EXERCISE TASK: Copy every item below word for word, leaving out the pictures.

[Image object location items]
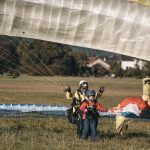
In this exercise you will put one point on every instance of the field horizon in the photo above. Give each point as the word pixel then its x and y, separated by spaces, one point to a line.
pixel 52 133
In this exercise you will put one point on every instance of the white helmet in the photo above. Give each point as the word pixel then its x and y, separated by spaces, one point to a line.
pixel 83 83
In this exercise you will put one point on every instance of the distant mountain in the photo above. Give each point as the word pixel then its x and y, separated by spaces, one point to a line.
pixel 93 52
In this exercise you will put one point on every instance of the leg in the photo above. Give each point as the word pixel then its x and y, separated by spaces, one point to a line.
pixel 79 124
pixel 85 128
pixel 122 124
pixel 93 126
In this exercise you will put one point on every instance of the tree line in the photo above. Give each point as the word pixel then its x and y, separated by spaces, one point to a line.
pixel 36 57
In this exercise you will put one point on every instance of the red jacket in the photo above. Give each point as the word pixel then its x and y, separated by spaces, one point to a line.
pixel 84 107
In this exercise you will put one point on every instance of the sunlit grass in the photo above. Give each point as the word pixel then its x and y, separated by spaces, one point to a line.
pixel 20 133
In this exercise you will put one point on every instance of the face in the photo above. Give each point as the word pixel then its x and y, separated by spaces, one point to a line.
pixel 91 98
pixel 83 89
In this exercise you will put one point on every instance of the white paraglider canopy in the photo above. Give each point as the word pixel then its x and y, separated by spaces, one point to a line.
pixel 118 26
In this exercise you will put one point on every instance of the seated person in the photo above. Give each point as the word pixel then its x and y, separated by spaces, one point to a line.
pixel 89 109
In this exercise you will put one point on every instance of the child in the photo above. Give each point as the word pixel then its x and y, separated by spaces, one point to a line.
pixel 89 110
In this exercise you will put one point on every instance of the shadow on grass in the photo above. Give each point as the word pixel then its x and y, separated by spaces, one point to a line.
pixel 110 135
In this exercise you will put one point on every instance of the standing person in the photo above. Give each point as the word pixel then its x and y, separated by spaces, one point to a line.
pixel 146 90
pixel 89 109
pixel 129 108
pixel 73 114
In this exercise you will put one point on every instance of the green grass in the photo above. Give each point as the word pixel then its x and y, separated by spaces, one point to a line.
pixel 56 133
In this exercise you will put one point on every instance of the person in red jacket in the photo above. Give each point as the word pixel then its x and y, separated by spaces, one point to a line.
pixel 130 107
pixel 89 110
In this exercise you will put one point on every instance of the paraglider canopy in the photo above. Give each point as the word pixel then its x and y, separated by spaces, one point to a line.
pixel 117 26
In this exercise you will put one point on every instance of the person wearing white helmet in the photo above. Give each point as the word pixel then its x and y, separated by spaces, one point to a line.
pixel 79 95
pixel 77 99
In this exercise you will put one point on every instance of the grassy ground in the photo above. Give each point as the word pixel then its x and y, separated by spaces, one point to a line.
pixel 56 133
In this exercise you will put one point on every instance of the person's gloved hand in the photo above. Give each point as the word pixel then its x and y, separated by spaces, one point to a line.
pixel 101 89
pixel 67 88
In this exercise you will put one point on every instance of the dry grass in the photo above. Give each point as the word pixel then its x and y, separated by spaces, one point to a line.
pixel 56 133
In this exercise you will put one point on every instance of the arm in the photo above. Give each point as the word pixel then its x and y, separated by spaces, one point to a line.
pixel 100 92
pixel 101 108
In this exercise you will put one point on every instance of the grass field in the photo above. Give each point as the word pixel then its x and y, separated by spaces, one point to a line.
pixel 56 133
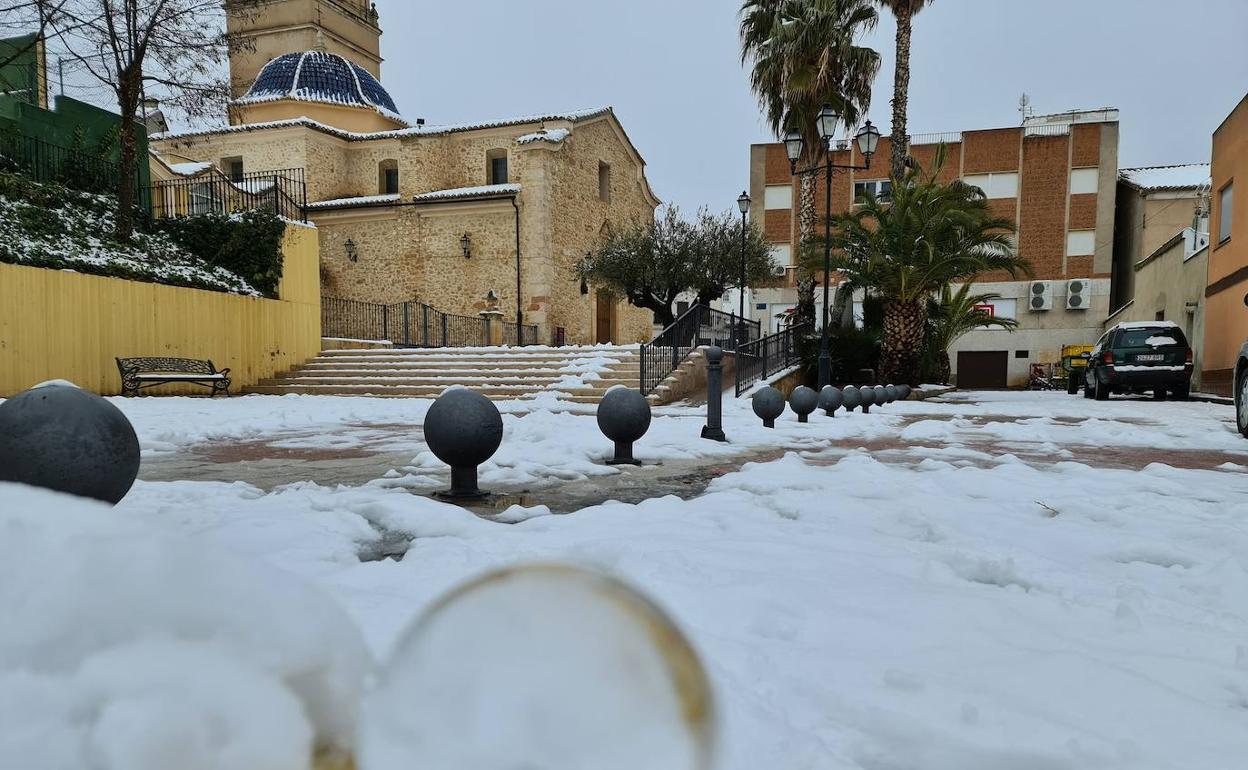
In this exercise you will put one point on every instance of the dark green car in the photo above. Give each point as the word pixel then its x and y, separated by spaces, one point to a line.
pixel 1140 357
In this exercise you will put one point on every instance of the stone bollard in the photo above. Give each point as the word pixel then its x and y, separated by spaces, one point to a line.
pixel 867 394
pixel 768 404
pixel 463 429
pixel 803 401
pixel 714 427
pixel 623 417
pixel 851 397
pixel 830 399
pixel 60 437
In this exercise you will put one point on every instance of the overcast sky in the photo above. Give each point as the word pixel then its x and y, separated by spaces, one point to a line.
pixel 672 70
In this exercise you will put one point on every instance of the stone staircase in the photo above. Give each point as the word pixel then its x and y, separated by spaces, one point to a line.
pixel 575 375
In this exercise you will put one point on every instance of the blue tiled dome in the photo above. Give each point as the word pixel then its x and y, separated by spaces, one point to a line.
pixel 320 76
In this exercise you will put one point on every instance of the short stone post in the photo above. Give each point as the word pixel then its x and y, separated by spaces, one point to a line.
pixel 714 427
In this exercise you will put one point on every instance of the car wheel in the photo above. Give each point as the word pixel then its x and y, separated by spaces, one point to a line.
pixel 1242 403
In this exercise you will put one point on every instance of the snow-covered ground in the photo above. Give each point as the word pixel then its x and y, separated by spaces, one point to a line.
pixel 971 589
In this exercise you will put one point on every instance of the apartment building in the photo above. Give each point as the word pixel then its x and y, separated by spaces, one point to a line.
pixel 1055 176
pixel 1226 293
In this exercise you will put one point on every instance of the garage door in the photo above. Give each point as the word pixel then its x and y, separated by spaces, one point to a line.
pixel 982 368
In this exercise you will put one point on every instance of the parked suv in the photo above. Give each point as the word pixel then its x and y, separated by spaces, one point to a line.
pixel 1140 357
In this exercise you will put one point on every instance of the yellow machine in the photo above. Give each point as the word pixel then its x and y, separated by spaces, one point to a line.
pixel 1075 362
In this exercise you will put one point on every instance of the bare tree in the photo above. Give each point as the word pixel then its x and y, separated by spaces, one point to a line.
pixel 171 49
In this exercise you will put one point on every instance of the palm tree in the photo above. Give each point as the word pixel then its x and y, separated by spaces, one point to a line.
pixel 904 11
pixel 954 315
pixel 803 55
pixel 907 247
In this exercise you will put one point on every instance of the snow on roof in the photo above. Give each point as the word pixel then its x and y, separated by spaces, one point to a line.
pixel 363 200
pixel 190 169
pixel 1188 176
pixel 467 192
pixel 429 130
pixel 544 135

FINAL RESULT:
In this exercise you will put one point on every instance of the field horizon in the photo above. Give each point as the word pixel then its x and y, separated by spaces, one point to a line.
pixel 52 133
In this exercise you will put one point on every instance of the white helmet in the photo above. Give each point as the word pixel then its x and y, separated by spaces, one point to a line.
pixel 83 83
In this exercise you will put one point on every instance of the distant mountain in the photo above. Give each point as the word pixel then its x and y, separated by spaces, one point to a line.
pixel 93 52
In this exercise you will put one point on every instance of the leg in the photo above. Give each point as the word pixel then its x and y, separated by spaces, one point to a line.
pixel 79 124
pixel 85 128
pixel 122 124
pixel 93 126
In this exercise you will put one point on every instance of the tree line in the photo above. Give each point as the word pixel then its x and y, separated by spaces, one point to a line.
pixel 36 57
In this exercise you will put one point on every instance of the red jacket in the photo above. Give each point as the word pixel then its x and y, separated by spaces, one point to a line.
pixel 84 107
In this exercise you will put one point on every instance of the sunlit grass in the photo above. Give each point as the word pixel then its x and y, separated by spaces, one point to a line.
pixel 20 133
In this exercise you will put one point on every instance of the face in the photo above. Give each point as the word pixel then its x and y, separated by spaces, one point to a line.
pixel 91 98
pixel 83 89
In this exercise you will put one point on every instance of the white paraglider canopy in the photo above. Give each point as the word pixel then its x and y, separated by spaces, one point to a line.
pixel 118 26
In this exercise you will put one point on every instance of the seated person in the photo above. Give each point as the word pixel then its x and y, separated by spaces, one point to a line.
pixel 89 109
In this exercise you will put one point on every instance of the child in the photo above. Give each point as the word pixel then its x and y, separated by spaces, one point to a line.
pixel 89 110
In this exercise you will put one point on every instance of the shadow on grass in the photo above. Give each point as the word pixel then its x and y, separated by spaces, one point to a line.
pixel 110 135
In this exercise you will put one point on every instance of the standing person in the photo above. Give each point as the word pixel then its x and y, separated by spaces, one point to a line.
pixel 146 90
pixel 89 109
pixel 129 108
pixel 73 114
In this exercise you will put one point on every instance of the green grass in the photo above. Give each point as the word pixel then its x and y, separated by spaces, one point to a line.
pixel 56 133
In this exercise you will put one point on every instance of the person in red jacket in the photo above. Give each point as the word pixel then its x and y, separated by spaces, one point to a line.
pixel 130 107
pixel 89 110
In this exercise you will put one point on every instance of the paraglider canopy in the photo above. Give each point as the word pixel then its x and y, separated by spaces, one point to a line.
pixel 117 26
In this exercise you will put one point on every instance of the person wearing white helmet in the photo above. Give each point as the word pixel then its x and y, separated by spaces, one point to a line.
pixel 79 95
pixel 77 99
In this exercise you will put one point on every instance of the grassy ground in the photo above. Give each point as the word pixel then its x and y, separated by spaces, one point to a line.
pixel 56 133
In this exercise you will put one point on every instance of the person's gloved hand in the photo above. Give each point as the word pixel then its x and y, separated by spaces, one point to a line.
pixel 101 89
pixel 67 88
In this exercise you will put one point on every instance of the dry grass in the photo above. Give each point as the word pixel then its x and y, separated by spaces, one point to a line.
pixel 56 133
In this exercise you will put one point on every instance of the arm in the photo above. Give each point as the word pixel then its x and y, separated by spaces, one point to a line.
pixel 100 92
pixel 101 108
In this exercise you will put one point on every instance of the grass field in the photo above. Give each point as the word pixel then its x and y, separated by spaces, one point to a line.
pixel 56 133
In this exercise you will put one point on every instance of the dark green car in the photo above. Give each point as the word pixel then its x and y, separated by spaces, one point to a line.
pixel 1140 357
In this exercise you will put one point on every instance of the stone bollard in the photo above. Give each point as the word pixel then its x and y, separated by spaces, one point to a line.
pixel 867 394
pixel 768 404
pixel 463 429
pixel 803 401
pixel 714 427
pixel 623 417
pixel 851 397
pixel 830 399
pixel 60 437
In this exercise you will put one point on every instance of the overcast sky in the photo above. Give each point as the word pixel then its x and y, separated by spaces, one point to a line.
pixel 672 70
In this exercise you will put one point on every instance of the stone staircase in the photo above. Give each point as the word pixel then its x and y, separated by spaces, one point to a line.
pixel 575 375
In this exercise you will put one point on every instance of the blue tiled dome in the photo above. Give each point as the word pixel then its x and y, separated by spaces, one point to a line.
pixel 320 76
In this exercise you will put one point on every instance of the short stone post in the photo above. Give each point as the word pixel then its x and y, separated by spaces, one point to a line.
pixel 714 427
In this exercise you will put one point on every instance of the car wheel in the photo above. Give each point as the word pixel then its x and y, separated by spaces, one point to a line.
pixel 1242 403
In this exercise you will put one point on every instance of the snow-covered ground in the photo above. Give each point as the word pixel then its x and y, separated by spaces, one point to a line.
pixel 971 589
In this exercise you will put one point on every instance of the apartment building in the photo above. Give each point as the word pixel then its x and y, separated by spaces, one point to a line.
pixel 1055 176
pixel 1226 293
In this exercise you will put one point on every instance of the garage door in the photo above. Give each point as the word pixel then its x and y, separated by spaces, one point to a line.
pixel 982 368
In this exercise you will put one point on every instance of the parked suv in the photo above. Give each point as the word pixel then its x and y, separated by spaces, one point to a line.
pixel 1140 357
In this exercise you will put one point on every instance of the yellow machine in the photo above. Give each point as the word pixel then its x and y, separated by spaces, one point to a line.
pixel 1075 362
In this exercise you will put one point on every instance of the bare tree in the photo above. Give each point as the word pixel then its x and y, separated by spaces, one point to a line.
pixel 171 49
In this exercise you will put one point on every instance of the palm tree in the photo above. Give each point as the word pixel then its x and y, separated by spaces, one point to a line.
pixel 904 11
pixel 954 315
pixel 803 55
pixel 907 247
In this exercise you will put one point on every instance of the snow on roof in the photo above. Give each point as the word pixel then its x and y, separated by spaces, one point to a line.
pixel 363 200
pixel 190 169
pixel 1188 176
pixel 467 192
pixel 429 130
pixel 544 135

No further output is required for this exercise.